Search the listing below for the string "trash" and copy every line where it occurs.

§ Material to process:

Content starts

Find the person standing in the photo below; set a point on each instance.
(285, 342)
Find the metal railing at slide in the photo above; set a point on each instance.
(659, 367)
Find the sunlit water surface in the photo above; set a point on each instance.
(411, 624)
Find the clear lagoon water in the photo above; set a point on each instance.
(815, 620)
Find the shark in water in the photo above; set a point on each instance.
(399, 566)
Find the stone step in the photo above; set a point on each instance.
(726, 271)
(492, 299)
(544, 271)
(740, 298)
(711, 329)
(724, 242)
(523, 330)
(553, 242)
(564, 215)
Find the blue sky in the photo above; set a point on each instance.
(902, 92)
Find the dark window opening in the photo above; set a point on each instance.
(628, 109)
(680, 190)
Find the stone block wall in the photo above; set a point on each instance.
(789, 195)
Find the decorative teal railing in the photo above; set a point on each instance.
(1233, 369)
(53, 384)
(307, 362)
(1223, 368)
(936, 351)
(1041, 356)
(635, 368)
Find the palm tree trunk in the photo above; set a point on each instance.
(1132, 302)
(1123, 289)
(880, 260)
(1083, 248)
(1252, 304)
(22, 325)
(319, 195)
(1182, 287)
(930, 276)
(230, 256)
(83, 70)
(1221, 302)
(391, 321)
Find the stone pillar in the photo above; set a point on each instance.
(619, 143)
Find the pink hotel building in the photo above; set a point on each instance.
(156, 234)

Content ends
Content starts

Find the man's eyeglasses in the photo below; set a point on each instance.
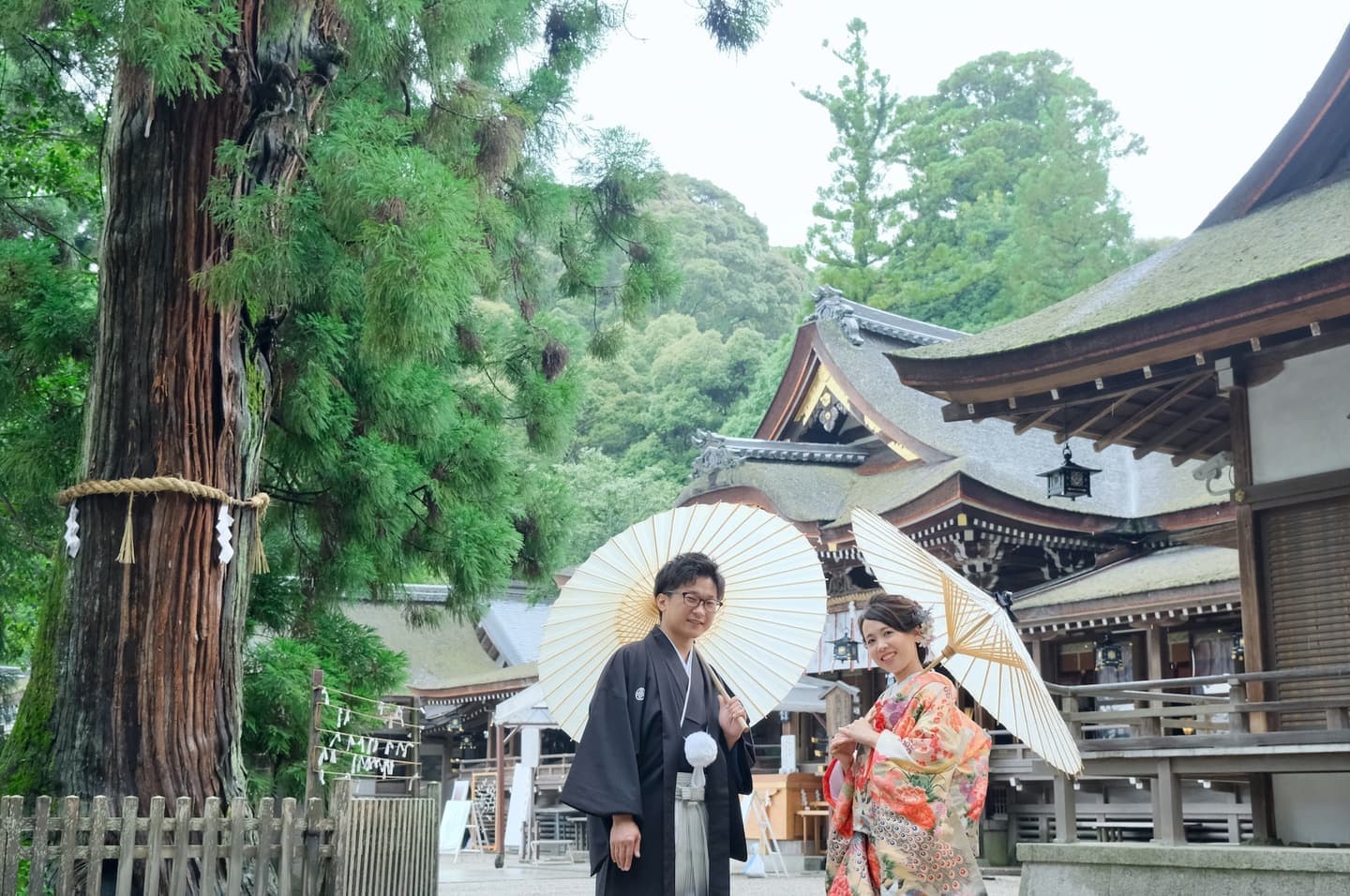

Content ends
Content starts

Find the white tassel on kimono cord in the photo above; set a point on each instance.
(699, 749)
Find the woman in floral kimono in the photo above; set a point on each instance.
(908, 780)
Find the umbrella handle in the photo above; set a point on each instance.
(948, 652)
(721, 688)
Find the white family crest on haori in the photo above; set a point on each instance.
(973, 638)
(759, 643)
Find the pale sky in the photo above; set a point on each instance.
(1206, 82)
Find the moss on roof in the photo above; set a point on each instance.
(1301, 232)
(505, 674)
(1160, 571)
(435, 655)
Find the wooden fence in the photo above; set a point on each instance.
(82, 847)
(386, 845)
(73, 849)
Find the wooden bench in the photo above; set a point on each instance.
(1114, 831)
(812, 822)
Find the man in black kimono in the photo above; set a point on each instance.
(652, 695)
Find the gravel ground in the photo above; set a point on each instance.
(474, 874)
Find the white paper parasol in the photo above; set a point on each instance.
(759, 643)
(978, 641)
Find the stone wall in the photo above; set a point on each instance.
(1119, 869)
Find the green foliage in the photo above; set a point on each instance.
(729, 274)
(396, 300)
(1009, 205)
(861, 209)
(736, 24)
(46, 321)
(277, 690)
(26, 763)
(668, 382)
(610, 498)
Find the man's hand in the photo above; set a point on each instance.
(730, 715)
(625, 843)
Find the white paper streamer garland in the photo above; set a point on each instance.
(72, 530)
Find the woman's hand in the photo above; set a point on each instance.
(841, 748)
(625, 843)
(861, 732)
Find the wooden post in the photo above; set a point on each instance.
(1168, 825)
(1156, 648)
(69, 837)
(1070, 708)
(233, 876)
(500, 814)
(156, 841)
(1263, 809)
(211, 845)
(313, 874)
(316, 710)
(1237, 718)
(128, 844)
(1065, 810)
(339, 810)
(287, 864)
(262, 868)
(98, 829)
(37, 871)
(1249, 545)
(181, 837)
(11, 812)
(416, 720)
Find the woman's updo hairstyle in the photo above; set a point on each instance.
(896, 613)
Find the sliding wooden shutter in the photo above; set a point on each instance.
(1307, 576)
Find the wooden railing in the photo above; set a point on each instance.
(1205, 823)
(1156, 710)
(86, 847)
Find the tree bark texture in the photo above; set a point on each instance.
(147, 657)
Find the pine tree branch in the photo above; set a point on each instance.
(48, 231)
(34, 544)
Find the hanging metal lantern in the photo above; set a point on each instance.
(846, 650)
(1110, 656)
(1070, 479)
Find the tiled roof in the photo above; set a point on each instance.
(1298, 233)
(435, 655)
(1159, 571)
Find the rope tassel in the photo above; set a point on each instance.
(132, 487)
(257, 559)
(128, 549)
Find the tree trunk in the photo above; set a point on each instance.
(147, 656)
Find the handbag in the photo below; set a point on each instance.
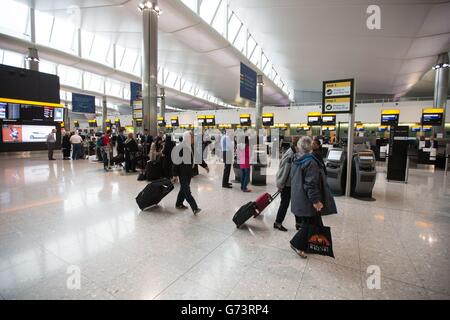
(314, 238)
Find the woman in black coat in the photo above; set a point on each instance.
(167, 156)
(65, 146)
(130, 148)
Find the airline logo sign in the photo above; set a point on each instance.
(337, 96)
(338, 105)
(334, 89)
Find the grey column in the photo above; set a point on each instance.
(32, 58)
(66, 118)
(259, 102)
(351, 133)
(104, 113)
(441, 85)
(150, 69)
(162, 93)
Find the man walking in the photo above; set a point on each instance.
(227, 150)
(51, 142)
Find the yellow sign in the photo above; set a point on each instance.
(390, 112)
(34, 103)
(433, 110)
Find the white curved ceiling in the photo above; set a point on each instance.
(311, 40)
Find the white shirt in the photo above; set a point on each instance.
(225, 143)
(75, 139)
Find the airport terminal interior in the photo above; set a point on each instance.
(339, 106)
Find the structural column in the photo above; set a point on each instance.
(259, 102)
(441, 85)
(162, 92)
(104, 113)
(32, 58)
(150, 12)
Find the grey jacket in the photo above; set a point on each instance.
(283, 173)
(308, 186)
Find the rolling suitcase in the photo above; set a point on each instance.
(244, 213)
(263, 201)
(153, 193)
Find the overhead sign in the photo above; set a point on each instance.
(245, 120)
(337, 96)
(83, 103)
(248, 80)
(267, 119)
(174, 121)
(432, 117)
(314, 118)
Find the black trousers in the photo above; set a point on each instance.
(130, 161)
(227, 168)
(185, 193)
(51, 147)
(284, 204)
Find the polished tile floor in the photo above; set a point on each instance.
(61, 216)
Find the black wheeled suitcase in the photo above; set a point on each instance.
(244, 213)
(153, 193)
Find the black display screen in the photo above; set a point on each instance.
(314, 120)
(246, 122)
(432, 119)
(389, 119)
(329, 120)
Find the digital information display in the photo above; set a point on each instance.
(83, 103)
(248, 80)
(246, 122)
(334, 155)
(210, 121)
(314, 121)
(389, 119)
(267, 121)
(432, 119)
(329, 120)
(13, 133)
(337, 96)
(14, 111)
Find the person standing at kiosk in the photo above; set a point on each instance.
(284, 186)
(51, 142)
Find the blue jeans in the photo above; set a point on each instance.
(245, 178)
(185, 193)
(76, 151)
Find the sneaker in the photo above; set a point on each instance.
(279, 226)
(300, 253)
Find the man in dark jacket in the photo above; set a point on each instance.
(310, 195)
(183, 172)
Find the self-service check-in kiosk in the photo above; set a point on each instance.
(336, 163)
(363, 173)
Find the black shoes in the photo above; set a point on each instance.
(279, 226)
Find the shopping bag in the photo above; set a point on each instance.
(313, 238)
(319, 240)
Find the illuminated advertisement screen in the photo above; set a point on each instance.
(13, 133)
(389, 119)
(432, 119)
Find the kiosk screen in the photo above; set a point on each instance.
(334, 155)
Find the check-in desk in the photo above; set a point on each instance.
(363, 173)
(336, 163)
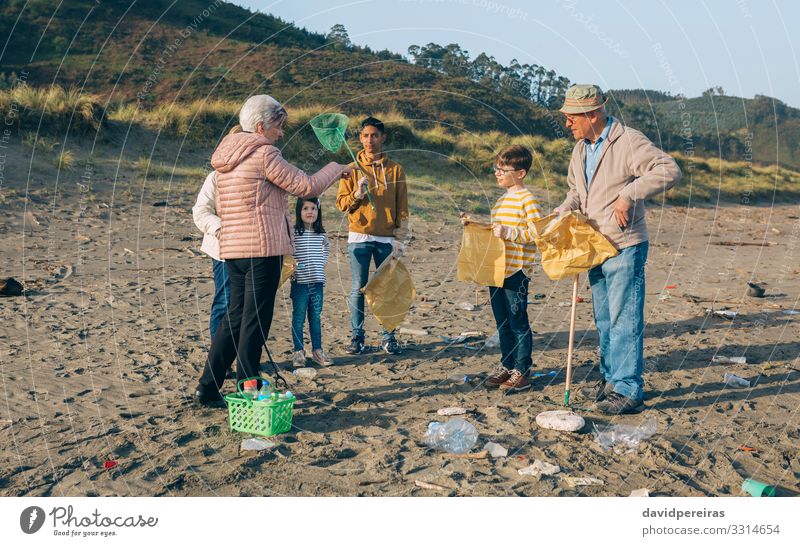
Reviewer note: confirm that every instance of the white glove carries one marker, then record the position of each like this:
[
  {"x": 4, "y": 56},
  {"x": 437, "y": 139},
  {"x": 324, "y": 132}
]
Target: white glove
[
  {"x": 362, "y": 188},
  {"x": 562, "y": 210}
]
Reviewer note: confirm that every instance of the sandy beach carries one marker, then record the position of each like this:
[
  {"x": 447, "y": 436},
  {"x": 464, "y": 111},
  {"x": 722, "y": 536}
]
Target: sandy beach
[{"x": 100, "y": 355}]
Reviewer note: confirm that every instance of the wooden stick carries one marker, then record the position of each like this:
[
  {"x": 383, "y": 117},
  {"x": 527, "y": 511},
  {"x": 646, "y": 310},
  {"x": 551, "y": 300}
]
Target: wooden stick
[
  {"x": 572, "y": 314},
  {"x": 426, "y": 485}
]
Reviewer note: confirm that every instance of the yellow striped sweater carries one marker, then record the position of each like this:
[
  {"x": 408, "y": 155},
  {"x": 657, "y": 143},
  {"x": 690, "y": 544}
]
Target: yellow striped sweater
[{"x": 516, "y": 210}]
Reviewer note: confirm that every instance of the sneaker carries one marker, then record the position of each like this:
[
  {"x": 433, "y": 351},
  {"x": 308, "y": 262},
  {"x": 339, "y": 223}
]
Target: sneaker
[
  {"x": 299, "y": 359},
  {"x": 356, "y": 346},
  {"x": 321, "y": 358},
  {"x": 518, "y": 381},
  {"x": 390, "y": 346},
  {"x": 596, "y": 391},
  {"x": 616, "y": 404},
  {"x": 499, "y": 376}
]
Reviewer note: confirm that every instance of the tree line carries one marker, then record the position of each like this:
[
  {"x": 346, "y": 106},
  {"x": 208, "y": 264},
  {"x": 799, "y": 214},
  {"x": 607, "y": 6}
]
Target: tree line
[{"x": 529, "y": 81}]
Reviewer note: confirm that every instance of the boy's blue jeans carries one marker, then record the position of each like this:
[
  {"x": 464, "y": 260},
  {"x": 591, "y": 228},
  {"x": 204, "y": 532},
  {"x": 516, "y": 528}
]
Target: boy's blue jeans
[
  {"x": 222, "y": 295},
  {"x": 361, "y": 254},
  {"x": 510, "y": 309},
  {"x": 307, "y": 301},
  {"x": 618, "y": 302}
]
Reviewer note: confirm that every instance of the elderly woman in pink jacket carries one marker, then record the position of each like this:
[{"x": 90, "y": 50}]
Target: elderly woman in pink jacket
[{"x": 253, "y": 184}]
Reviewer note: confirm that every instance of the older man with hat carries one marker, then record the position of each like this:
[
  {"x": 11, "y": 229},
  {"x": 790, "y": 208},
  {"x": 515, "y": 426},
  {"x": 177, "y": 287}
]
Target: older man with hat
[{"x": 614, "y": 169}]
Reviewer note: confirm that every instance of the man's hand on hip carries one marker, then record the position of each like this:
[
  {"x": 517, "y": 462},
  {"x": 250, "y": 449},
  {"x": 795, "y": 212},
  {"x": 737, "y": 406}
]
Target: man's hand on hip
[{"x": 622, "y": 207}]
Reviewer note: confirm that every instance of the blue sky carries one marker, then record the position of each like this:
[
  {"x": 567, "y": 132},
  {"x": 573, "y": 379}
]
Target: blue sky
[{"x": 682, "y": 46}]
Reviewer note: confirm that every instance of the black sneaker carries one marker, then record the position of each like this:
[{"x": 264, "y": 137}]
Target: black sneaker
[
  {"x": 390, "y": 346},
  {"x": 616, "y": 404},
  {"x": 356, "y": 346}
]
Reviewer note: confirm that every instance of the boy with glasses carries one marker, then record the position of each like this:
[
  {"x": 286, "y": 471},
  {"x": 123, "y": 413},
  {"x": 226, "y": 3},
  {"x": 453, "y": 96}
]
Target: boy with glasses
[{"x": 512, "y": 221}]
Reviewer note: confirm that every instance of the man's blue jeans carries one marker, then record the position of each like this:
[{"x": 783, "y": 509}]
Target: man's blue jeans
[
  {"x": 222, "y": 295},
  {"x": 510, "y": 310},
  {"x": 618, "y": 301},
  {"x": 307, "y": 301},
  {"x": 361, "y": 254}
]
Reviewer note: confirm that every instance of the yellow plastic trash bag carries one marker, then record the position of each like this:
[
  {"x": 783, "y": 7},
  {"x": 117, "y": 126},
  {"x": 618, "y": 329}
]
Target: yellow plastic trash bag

Content ends

§ Response:
Reviewer note: confirm that every instance of the yellow plastic trash bag carries one marker, then record the position of each like this:
Target: yellow plastic trash bag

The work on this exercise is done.